Challenges:
[A] Answer these questions from the passage on business model research:
(i) Which perspective on the business model is attributed to Amit & Zott (2001) in the list from Zott et al.?
(ii) According to Klang et al. (2014), what is the revenue model concerned with?
(iii) From how many articles were the quotations in the table on criticism of the business model concept taken?
[B] Summarize the passage on business model research in two sentences.

Reading text:
— begin —
In terms of other business model definitions and literature, authors had approached the subject from many different perspectives listed by Zott et al. (2011:1022) and ranging from Statement (Stewart & Zhao, 2000), Description (Applegate, 2000; Weill & Vitale, 2001), Representation (Morris, Schindehutte, & Allen, 2005; Shafer, Smith, & Linder, 2005), Architecture (Dubosson-Torbay, Osterwalder, & Pigneur, 2002; Timmers, 1998), Conceptual tool or model (George & Bock, 2009; Osterwalder, 2004; Osterwalder, Pigneur, & Tucci, 2005), Structural template (Amit & Zott, 2001), a method (Afuah & Tucci, 2001), Framework (Afuah, 2004), Pattern (Brousseau & Penard, 2006), Set (Seelos & Mair, 2007).
Nevertheless, researchers have also identified tensions in contributions that relate the business model to strategy. From a theoretical foundation perspective, researchers agree on the integrative nature of the business model, but there are some discrepancies about theoretical bases. Other researchers are considering business model and strategy as conceptually distinct, but there is no consensus on the differentiating factors. A large number of scholars are including value appropriation within the conceptual scope of the business model, even if here there are also some discrepancies. Amit and Zott (2001) discussed the business model and the revenue model as different concepts, even if, as reported by Klang et al. (2014), the revenue model is concerned with value appropriation. Contributions that link business model to strategic design processes are “ambiguous in terms of causality and sequential interdependence” (2014:467). In their comprehensive review, Klang et al. (2014) also identified and listed some of the issues surrounding business model research. Concerns about the validity of the business model concept and any long-term implication of its use were summarized in a table containing quotations from six articles on the subject of Criticism of the business model concept (Figure 6, Klang et al. 2014:455).
— end —
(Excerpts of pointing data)
— begin —
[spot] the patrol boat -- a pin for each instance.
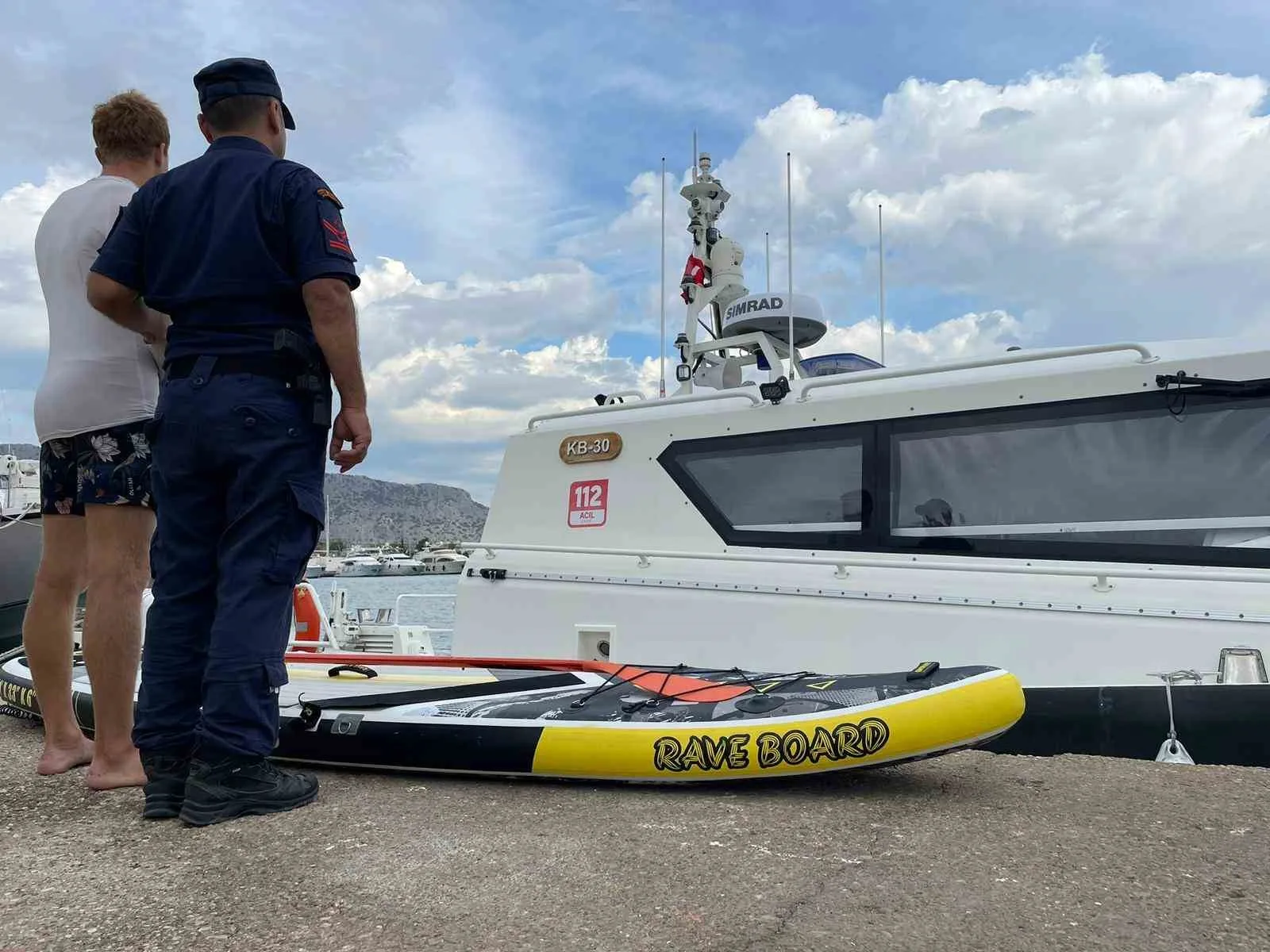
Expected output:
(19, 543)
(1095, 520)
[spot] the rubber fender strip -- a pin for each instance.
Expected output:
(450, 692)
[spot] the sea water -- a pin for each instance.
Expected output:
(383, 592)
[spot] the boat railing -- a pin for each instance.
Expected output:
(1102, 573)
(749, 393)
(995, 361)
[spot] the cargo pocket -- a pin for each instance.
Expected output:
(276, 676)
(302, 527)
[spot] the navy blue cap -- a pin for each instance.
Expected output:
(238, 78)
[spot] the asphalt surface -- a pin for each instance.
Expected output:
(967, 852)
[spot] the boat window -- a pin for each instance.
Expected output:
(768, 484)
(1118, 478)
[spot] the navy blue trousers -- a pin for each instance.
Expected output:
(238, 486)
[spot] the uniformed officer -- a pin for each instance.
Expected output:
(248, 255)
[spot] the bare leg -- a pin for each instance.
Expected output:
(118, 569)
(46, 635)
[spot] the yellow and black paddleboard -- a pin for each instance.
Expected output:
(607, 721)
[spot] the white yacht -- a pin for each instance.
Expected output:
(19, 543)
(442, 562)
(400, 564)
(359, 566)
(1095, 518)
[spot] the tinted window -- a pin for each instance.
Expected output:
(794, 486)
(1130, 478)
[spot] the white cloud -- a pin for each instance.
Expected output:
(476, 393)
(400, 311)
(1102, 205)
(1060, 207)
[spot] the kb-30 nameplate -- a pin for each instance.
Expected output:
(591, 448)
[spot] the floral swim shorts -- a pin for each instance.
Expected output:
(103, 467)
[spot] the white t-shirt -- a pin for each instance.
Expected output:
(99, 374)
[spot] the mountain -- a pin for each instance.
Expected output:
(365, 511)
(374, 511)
— end —
Answer set:
[A]
(i) Structural template
(ii) Value appropriation
(iii) Six

[B] Authors have approached business model definitions from many perspectives listed by Zott et al. (2011), ranging from statement and description to architecture, framework, pattern and set. Researchers have also found tensions in work relating the business model to strategy, with discrepancies over theoretical bases, value appropriation and differentiating factors, and Klang et al. (2014) listed issues in business model research, including concerns about the validity of the concept.